→ Task statement
Print the following lines exactly as they appear.

→ The records
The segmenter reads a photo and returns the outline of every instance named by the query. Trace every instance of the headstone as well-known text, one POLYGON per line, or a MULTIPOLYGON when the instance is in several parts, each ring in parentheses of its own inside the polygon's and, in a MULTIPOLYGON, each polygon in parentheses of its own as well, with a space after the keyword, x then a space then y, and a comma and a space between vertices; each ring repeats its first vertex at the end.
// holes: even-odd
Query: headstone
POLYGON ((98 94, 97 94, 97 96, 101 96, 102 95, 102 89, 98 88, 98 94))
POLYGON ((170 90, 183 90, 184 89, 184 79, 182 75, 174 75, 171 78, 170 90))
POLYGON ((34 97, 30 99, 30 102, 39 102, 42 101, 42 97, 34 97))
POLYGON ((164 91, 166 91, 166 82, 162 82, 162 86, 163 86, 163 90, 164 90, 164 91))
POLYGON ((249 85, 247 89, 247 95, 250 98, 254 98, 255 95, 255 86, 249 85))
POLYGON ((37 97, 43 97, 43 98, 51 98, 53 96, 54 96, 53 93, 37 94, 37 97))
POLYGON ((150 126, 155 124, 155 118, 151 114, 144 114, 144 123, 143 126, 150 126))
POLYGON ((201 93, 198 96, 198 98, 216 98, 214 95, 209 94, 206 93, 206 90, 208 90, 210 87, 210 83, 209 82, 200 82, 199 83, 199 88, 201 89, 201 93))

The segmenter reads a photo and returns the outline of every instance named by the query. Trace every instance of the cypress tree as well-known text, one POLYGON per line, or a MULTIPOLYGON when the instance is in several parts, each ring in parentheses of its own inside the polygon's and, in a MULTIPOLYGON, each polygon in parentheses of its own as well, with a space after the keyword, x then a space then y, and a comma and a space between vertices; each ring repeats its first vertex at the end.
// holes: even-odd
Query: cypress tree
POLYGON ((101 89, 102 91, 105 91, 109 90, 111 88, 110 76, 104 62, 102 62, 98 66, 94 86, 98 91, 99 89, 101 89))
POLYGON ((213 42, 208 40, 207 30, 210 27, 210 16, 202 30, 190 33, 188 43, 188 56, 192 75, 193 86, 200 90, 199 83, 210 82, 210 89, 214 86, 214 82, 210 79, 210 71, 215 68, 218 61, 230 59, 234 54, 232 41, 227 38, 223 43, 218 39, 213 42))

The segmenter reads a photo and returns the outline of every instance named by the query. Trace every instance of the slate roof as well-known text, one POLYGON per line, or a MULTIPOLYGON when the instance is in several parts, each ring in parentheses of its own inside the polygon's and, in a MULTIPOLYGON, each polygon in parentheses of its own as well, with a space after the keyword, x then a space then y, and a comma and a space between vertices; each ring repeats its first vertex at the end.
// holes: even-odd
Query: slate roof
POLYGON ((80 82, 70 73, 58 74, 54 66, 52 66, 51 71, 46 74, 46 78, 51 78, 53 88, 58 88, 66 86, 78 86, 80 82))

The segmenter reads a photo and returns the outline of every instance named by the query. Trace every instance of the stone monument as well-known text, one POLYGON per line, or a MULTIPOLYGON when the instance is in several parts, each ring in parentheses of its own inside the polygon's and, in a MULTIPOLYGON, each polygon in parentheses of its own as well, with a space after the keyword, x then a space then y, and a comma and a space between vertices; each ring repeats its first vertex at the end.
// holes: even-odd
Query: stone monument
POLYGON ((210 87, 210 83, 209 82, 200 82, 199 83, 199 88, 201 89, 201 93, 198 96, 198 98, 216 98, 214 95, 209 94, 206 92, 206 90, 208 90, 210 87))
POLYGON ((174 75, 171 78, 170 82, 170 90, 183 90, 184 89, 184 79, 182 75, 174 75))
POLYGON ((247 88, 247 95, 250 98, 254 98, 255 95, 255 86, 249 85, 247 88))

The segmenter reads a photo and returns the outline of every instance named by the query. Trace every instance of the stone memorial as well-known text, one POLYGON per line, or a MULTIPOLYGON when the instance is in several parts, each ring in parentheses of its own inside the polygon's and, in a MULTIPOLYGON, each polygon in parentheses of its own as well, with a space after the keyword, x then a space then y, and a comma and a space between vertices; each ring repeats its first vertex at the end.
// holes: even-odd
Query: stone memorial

→ Expected answer
The segmenter reads a photo and returns the outline of every instance named by the query. Trace every instance of the headstone as well-known text, one POLYGON per line, or a MULTIPOLYGON when the instance is in several parts, each ring in parentheses of its own inside the polygon's and, in a MULTIPOLYGON, each polygon in parentheses of its own as well, with a space after the keyword, x then a space then y, and a comma and a space between vertices; each ring repeats its first vertex at the end.
// holes: even-odd
Query: headstone
POLYGON ((98 94, 97 94, 97 96, 101 96, 102 95, 102 89, 98 88, 98 94))
POLYGON ((170 90, 183 90, 184 89, 184 79, 182 75, 174 75, 171 78, 170 90))
POLYGON ((34 97, 30 99, 30 102, 39 102, 42 101, 42 97, 34 97))
POLYGON ((164 91, 166 91, 166 82, 162 82, 162 86, 163 86, 163 90, 164 90, 164 91))
POLYGON ((249 85, 247 89, 247 95, 250 98, 254 98, 255 95, 255 86, 249 85))
POLYGON ((37 97, 43 97, 43 98, 51 98, 53 96, 54 96, 53 93, 37 94, 37 97))
POLYGON ((150 126, 155 124, 155 118, 151 114, 144 114, 144 123, 143 126, 150 126))
POLYGON ((201 93, 198 96, 198 98, 216 98, 214 95, 209 94, 206 93, 206 90, 208 90, 210 87, 210 83, 209 82, 200 82, 199 83, 199 88, 201 89, 201 93))

The segmenter reads a photo and returns the outline of every instance named by the query. Trace every instance of the cypress tree as well-known text, one POLYGON per line, or a MULTIPOLYGON when the instance is in several parts, each ring in parentheses of its own inside the polygon's and, in a MULTIPOLYGON, each polygon in parentheses of its own as well, with a space after the keyword, x then a space then y, and a comma and a space between vertices; each ring repeats its first vertex at the end.
// holes: even-odd
Query: cypress tree
POLYGON ((101 89, 102 91, 105 91, 109 90, 111 88, 110 76, 104 62, 102 62, 98 66, 94 86, 98 91, 99 89, 101 89))
POLYGON ((213 42, 208 40, 207 30, 210 27, 210 16, 202 30, 190 33, 188 43, 188 56, 192 75, 193 86, 200 90, 199 83, 210 82, 210 89, 214 86, 214 82, 210 79, 210 71, 215 68, 218 61, 230 59, 234 54, 232 41, 227 38, 223 43, 218 39, 213 42))

The segmenter reads a photo and returns the outline of every instance named by the query. Trace every instance of the slate roof as well-known text, one POLYGON per line, or a MULTIPOLYGON when the instance is in several parts, each ring in parentheses of its own inside the polygon's and, in a MULTIPOLYGON, each polygon in parentheses of its own as well, with a space after the keyword, x then a space then y, and a comma and a space between vertices; each ring repeats its first vertex at the end.
// holes: even-odd
Query: slate roof
POLYGON ((80 82, 70 73, 58 74, 54 66, 52 66, 51 71, 46 74, 46 78, 51 78, 53 88, 58 88, 66 86, 78 86, 80 82))

The segmenter reads a photo and returns the outline of every instance named by the query. Trace every instance of the stone monument as well-known text, one POLYGON per line, or a MULTIPOLYGON when the instance is in several parts, each ring in parentheses of its own inside the polygon's and, in a MULTIPOLYGON, each polygon in parentheses of its own as well, with a space after the keyword, x then a space then y, and a comma and a space between vertices; each ring repeats its first vertex at the end.
// holes: even-odd
Query: stone monument
POLYGON ((210 87, 210 83, 209 82, 200 82, 199 83, 199 88, 201 89, 201 93, 198 96, 198 98, 216 98, 214 95, 209 94, 206 92, 206 90, 208 90, 210 87))
POLYGON ((174 75, 171 78, 170 82, 170 90, 183 90, 184 89, 184 79, 182 75, 174 75))
POLYGON ((247 88, 247 95, 250 98, 254 98, 255 95, 255 86, 249 85, 247 88))

The segmenter reads a photo and returns the outline of every instance named by the query. Trace every instance of the stone memorial as well-known text, one POLYGON per line, or a MULTIPOLYGON when the instance is in several parts, each ring in parentheses of its own inside the polygon's and, in a MULTIPOLYGON, each polygon in parentheses of its own as well, with a space after the keyword, x then a space then y, and a comma and a space between vertices; each ring repeats its first vertex at the end.
// holes: even-odd
Query: stone memorial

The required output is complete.